[EXERCISE INPUT start]
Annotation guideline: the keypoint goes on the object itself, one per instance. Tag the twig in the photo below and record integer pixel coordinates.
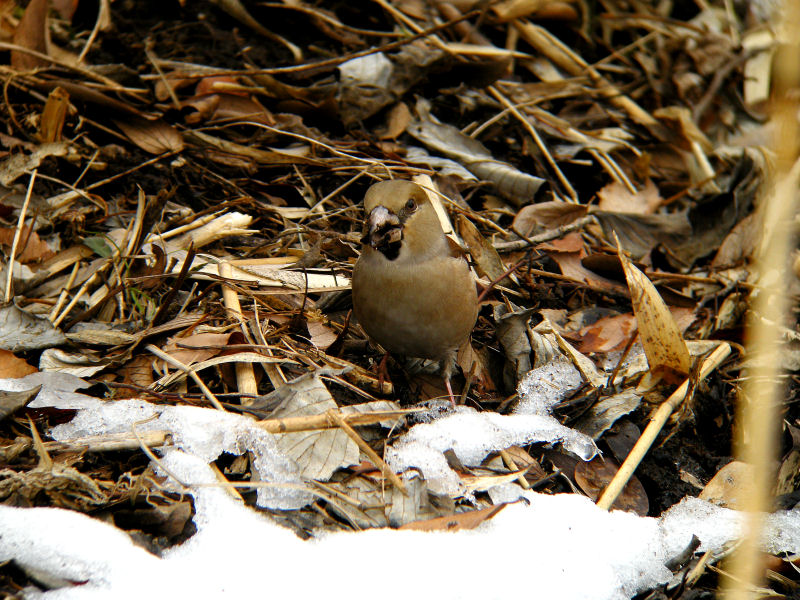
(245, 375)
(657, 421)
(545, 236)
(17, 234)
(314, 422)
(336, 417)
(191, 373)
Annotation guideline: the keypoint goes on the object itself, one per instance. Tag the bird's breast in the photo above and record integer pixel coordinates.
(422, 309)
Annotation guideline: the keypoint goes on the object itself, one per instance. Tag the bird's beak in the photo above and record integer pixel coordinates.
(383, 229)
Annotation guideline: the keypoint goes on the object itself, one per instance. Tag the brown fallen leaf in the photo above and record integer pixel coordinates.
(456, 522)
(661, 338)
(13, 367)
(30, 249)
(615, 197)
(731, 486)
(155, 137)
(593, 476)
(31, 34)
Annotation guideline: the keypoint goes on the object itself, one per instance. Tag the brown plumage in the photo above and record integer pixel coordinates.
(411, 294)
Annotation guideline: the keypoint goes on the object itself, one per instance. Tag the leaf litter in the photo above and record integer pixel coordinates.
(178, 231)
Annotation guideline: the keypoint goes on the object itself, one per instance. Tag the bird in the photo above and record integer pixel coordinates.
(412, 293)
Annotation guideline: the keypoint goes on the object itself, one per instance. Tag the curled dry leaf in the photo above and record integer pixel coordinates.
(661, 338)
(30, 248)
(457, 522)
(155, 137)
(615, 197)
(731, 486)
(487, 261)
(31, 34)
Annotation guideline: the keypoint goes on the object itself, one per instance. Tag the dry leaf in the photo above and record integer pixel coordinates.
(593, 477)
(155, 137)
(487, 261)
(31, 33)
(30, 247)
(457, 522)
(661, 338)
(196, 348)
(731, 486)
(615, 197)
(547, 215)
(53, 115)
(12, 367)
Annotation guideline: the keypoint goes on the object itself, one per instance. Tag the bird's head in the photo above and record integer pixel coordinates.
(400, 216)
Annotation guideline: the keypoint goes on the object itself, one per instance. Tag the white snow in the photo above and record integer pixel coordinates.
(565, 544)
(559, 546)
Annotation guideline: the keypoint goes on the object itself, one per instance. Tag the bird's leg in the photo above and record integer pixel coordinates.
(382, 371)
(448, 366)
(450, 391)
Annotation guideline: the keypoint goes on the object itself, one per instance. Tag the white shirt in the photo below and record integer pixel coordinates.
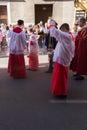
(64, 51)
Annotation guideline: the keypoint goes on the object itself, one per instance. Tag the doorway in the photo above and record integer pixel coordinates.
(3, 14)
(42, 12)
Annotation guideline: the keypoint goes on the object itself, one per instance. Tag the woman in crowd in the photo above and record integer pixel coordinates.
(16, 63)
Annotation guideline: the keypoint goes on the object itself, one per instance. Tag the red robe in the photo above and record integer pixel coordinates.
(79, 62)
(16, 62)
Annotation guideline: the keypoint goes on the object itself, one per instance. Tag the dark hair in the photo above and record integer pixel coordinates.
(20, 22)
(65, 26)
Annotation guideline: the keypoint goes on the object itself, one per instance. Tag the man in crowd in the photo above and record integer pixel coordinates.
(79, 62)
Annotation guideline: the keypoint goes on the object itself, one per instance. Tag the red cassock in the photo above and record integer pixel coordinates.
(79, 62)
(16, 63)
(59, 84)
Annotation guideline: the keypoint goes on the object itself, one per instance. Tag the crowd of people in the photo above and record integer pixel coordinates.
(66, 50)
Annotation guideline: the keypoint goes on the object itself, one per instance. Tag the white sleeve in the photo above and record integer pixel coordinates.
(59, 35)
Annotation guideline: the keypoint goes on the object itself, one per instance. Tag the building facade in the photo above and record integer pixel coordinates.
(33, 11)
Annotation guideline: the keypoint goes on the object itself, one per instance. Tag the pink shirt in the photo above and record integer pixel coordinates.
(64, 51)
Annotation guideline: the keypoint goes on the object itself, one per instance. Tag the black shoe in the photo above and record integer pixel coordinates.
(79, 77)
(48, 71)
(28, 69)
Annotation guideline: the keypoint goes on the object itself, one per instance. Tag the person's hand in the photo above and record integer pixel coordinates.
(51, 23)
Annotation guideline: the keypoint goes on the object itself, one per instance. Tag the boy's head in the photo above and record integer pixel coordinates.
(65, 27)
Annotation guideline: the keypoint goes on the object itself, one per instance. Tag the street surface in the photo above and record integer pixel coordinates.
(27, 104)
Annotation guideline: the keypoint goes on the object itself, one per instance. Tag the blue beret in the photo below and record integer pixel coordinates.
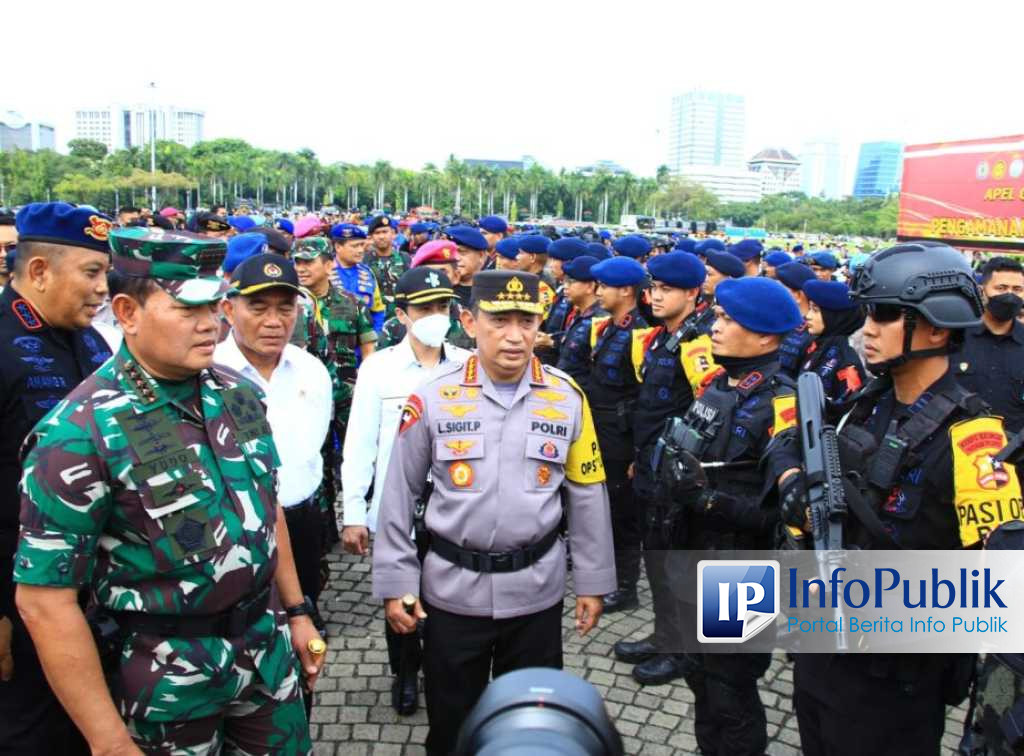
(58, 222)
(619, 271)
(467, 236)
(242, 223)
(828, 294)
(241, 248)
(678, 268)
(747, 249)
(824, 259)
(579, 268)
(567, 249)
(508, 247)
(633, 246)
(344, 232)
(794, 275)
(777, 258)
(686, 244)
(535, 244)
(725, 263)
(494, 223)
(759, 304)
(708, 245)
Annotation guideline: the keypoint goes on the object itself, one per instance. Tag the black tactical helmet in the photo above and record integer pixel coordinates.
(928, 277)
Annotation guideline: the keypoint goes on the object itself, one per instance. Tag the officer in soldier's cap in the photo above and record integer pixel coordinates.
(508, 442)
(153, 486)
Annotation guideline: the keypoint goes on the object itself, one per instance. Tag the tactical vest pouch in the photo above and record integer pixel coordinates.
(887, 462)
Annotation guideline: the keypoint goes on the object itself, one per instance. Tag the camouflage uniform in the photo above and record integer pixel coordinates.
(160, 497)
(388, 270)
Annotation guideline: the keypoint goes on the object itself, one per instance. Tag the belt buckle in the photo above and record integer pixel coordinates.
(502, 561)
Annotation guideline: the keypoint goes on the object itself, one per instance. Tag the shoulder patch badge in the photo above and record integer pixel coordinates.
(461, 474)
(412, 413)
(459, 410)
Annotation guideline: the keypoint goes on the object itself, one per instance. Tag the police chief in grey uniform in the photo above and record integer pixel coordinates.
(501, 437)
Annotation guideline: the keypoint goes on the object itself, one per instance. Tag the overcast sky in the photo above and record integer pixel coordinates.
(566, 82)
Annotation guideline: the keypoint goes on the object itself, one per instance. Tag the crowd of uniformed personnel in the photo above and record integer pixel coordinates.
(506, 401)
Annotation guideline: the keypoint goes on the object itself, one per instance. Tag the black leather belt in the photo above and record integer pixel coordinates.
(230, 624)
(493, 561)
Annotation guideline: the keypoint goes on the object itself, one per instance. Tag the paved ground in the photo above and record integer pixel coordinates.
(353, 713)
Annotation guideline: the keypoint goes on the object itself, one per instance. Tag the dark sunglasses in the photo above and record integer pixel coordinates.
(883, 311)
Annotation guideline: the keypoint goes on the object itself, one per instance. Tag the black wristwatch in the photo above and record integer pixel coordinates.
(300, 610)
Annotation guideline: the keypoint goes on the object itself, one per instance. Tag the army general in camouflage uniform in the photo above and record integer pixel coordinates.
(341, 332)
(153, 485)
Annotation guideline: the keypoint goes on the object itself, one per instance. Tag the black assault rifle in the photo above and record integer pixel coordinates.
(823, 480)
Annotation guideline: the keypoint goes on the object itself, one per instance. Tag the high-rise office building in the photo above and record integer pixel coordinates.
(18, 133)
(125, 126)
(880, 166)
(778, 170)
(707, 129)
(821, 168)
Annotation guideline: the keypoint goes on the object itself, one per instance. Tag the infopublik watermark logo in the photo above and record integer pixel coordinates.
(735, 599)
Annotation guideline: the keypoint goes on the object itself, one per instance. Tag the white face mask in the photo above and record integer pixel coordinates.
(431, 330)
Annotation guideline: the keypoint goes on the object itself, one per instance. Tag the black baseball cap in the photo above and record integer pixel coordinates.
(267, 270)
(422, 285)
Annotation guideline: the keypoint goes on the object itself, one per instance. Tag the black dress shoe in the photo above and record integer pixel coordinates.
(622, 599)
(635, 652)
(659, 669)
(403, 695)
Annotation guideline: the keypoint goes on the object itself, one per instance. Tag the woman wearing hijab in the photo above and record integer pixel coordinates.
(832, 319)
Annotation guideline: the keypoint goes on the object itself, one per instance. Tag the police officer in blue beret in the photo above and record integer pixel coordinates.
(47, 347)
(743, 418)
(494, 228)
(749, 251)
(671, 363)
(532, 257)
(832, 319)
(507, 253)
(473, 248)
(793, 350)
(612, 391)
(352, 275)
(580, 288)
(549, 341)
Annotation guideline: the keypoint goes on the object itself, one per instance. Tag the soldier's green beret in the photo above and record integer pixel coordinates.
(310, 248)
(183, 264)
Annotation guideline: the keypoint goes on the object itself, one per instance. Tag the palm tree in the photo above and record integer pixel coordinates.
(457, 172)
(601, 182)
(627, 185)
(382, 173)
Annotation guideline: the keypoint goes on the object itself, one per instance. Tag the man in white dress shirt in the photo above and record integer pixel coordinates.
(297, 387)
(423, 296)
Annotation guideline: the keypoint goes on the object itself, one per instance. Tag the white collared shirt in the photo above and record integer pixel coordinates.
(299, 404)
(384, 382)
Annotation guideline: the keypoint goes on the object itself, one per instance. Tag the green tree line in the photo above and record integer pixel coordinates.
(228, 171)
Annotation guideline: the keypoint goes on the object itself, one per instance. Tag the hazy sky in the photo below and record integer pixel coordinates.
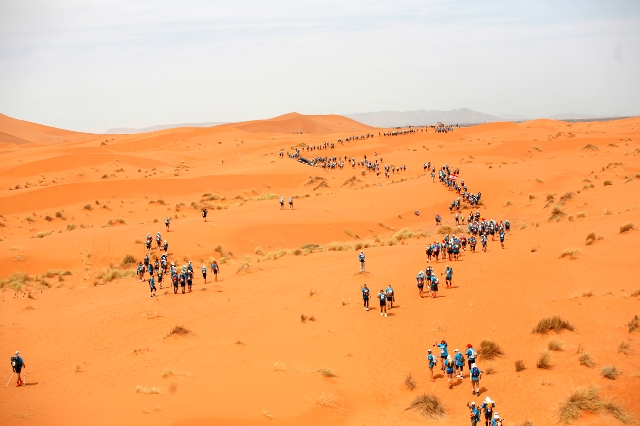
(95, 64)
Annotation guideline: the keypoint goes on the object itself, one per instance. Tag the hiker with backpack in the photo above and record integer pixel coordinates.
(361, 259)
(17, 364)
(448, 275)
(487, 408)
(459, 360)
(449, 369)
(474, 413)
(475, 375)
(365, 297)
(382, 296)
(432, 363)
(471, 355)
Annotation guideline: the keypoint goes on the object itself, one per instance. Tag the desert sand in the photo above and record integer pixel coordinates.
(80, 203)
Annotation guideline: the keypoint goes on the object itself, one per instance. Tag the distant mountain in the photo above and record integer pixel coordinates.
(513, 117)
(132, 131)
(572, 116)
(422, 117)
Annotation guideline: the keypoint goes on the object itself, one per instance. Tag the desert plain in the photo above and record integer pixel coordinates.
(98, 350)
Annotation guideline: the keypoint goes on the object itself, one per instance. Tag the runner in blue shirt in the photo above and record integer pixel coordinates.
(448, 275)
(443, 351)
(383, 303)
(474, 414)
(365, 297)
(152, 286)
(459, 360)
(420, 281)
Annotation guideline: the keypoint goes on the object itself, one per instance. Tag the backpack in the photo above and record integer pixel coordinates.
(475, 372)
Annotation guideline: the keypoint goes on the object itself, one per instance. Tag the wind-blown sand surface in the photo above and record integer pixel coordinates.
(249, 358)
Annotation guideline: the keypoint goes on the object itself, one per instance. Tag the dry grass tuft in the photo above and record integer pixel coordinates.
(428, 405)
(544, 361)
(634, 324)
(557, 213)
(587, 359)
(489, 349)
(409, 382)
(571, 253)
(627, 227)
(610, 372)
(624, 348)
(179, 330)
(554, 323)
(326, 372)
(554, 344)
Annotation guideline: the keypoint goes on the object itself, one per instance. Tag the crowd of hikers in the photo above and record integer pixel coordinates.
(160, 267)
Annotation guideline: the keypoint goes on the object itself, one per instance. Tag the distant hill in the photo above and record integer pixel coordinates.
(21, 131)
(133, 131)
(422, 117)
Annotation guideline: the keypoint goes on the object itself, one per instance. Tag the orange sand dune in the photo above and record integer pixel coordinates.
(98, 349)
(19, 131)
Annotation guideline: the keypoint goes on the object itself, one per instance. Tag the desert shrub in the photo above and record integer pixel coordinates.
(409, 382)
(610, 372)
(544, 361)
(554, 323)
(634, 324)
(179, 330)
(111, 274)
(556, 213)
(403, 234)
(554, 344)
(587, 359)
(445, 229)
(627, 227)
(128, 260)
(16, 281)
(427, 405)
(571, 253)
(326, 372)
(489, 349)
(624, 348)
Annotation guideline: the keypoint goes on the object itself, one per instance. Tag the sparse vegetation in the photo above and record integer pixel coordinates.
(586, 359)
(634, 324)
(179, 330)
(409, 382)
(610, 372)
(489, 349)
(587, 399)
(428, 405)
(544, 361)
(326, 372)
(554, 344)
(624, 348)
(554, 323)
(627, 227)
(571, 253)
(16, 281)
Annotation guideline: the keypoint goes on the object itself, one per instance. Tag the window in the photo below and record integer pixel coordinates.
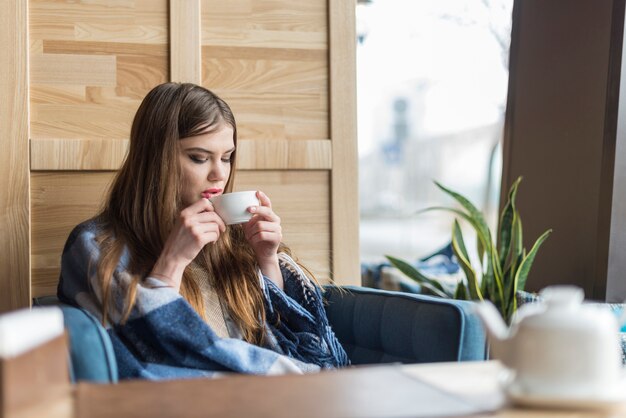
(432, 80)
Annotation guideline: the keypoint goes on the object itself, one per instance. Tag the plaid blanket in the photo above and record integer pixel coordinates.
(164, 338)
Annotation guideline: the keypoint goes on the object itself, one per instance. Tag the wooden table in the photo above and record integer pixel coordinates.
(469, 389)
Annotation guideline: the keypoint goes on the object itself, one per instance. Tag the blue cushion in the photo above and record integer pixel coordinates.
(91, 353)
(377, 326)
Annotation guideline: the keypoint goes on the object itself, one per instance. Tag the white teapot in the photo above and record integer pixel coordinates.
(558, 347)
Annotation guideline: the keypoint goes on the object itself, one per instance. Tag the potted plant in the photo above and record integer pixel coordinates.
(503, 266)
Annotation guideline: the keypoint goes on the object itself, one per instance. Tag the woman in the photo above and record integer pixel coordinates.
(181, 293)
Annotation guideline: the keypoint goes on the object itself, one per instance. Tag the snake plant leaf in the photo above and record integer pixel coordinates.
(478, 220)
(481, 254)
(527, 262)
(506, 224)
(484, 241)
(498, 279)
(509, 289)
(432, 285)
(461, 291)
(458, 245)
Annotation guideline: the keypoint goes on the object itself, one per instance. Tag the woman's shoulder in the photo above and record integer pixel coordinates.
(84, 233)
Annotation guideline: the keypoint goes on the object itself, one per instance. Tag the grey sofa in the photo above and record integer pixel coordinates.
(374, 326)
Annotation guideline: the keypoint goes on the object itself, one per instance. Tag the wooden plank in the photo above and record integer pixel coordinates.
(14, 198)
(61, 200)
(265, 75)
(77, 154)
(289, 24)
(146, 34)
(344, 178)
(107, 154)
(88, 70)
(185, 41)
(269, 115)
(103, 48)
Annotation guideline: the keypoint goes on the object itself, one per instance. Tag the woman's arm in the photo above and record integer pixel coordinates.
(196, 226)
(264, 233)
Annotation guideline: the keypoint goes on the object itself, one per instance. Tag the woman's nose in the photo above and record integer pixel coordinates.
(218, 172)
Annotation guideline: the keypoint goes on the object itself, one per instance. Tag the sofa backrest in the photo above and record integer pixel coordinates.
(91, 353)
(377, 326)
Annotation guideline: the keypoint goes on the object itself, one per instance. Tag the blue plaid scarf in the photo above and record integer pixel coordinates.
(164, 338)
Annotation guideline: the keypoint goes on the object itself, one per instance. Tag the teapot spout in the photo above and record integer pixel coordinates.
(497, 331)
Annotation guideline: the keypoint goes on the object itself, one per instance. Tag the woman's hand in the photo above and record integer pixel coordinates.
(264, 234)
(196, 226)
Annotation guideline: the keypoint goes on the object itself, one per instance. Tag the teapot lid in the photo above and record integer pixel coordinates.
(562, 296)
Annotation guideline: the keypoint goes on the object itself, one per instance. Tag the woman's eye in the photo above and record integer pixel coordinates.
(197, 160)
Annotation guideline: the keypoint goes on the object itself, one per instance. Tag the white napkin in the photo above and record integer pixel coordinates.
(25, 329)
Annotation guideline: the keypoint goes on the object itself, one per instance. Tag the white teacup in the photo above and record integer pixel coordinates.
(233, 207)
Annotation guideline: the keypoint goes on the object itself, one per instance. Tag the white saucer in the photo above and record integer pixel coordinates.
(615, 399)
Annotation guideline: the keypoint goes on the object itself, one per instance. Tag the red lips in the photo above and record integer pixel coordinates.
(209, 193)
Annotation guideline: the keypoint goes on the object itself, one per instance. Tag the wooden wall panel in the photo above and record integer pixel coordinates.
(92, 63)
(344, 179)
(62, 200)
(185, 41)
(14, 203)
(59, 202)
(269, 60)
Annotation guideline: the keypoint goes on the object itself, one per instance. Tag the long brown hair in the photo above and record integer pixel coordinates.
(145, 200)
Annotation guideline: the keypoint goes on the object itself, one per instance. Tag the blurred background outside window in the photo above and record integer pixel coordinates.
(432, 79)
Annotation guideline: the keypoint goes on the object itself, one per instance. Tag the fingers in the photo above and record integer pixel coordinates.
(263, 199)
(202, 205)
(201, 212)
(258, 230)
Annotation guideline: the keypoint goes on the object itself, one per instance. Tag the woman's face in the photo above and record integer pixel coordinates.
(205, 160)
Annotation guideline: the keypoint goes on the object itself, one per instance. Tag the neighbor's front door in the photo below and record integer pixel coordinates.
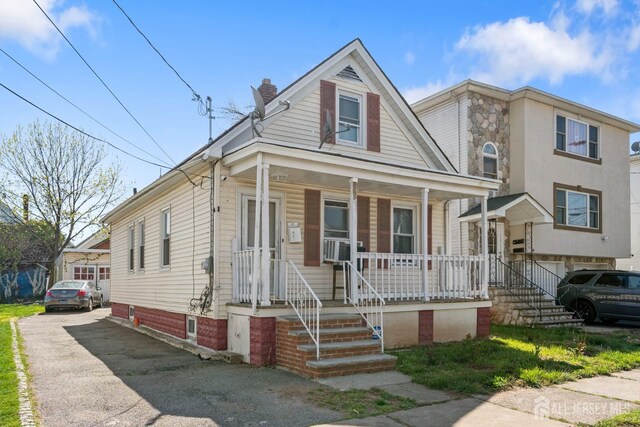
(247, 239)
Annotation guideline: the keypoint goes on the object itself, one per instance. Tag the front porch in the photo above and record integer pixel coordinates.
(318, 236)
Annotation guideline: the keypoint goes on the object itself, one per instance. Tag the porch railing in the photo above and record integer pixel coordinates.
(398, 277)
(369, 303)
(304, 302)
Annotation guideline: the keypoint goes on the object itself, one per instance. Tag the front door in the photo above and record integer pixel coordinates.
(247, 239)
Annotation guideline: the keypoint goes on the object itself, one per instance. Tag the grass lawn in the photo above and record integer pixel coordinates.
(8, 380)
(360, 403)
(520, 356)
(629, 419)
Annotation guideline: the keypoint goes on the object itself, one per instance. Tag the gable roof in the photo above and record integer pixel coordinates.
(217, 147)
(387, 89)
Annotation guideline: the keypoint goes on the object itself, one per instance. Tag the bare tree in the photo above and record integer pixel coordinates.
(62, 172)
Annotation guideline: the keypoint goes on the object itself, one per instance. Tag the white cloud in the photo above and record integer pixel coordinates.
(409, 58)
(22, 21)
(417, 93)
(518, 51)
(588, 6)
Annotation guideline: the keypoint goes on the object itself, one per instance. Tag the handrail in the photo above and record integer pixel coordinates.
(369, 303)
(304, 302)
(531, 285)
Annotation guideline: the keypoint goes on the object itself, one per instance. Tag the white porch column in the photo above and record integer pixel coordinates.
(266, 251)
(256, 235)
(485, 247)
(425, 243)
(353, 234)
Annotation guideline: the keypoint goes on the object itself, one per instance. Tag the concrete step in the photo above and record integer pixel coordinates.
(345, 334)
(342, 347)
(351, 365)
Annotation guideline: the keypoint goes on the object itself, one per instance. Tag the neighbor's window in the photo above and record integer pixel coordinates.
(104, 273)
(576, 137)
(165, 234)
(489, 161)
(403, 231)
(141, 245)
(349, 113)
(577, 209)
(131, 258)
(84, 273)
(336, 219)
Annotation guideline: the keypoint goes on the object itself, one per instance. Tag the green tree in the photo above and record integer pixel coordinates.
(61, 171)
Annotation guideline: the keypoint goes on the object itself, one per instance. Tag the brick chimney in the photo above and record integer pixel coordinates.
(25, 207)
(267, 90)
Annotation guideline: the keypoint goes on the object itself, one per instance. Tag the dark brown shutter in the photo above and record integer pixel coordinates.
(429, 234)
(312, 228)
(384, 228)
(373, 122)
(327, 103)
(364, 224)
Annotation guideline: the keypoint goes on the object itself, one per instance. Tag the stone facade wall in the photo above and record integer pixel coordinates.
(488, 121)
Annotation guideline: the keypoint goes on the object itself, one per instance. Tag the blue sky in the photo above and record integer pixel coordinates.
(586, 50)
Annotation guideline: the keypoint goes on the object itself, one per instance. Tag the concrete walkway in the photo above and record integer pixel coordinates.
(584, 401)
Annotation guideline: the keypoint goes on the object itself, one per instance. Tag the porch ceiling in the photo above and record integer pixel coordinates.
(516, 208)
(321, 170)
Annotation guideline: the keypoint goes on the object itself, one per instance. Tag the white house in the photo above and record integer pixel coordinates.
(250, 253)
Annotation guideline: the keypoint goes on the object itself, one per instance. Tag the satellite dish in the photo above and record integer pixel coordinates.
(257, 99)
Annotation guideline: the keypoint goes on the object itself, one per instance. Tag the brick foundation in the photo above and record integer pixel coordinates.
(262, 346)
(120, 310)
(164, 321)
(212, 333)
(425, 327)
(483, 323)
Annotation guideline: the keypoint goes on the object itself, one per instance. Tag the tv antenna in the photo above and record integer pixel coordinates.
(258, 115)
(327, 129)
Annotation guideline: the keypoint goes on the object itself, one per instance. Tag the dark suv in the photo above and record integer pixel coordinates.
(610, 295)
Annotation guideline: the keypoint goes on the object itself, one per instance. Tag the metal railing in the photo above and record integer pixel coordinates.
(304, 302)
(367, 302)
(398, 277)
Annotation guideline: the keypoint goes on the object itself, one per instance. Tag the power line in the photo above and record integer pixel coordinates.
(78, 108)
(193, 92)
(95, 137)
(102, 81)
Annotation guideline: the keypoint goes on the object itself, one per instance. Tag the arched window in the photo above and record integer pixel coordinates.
[EXERCISE INPUT end]
— WHAT TO DO —
Include both ends. Return the line holding "the white house" and all lines after it in the records above, exactly as written.

— WORKED SOLUTION —
Annotation guideline: the keypoint goes on the object itself, one per instance. Tag the white house in the photo above and record integer pixel coordinates.
(250, 253)
Annotation guideline: the keypoint goes on the object itself, one per instance. Tag the satellite dish in the photo above and record integer pixel coordinates.
(257, 99)
Annotation guideline: the keypoint goes on the object itself, one per instance. Tag the brick foundation in the photo above and record integer pixel coordinates.
(262, 346)
(120, 310)
(164, 321)
(212, 333)
(425, 327)
(483, 323)
Annotation guideline: the keypoint goes on the object itself, one per instance. Tag the tv antenna in the photo above and record integer pixel coordinates.
(258, 115)
(327, 129)
Annotation guideline: the keypoint goes on the object itself, one per instance. Tag the dark suv in the photo above and record integer pixel coordinates.
(610, 295)
Annotation guideline: the keypoint goes on the object itself, one per instance. Tag the metal railing in the photo above and record integer pixel coordinates.
(304, 302)
(367, 302)
(398, 277)
Annotation guideline: the keypoint goes on the object itself, one per instance. Tag the power line in the photo above and record integer pixel coordinates.
(78, 108)
(193, 92)
(95, 137)
(102, 81)
Annotation guideline: the keypoint goes on the object itself, one per instance. Tag the arched window in the photo above and record integer pixel coordinates.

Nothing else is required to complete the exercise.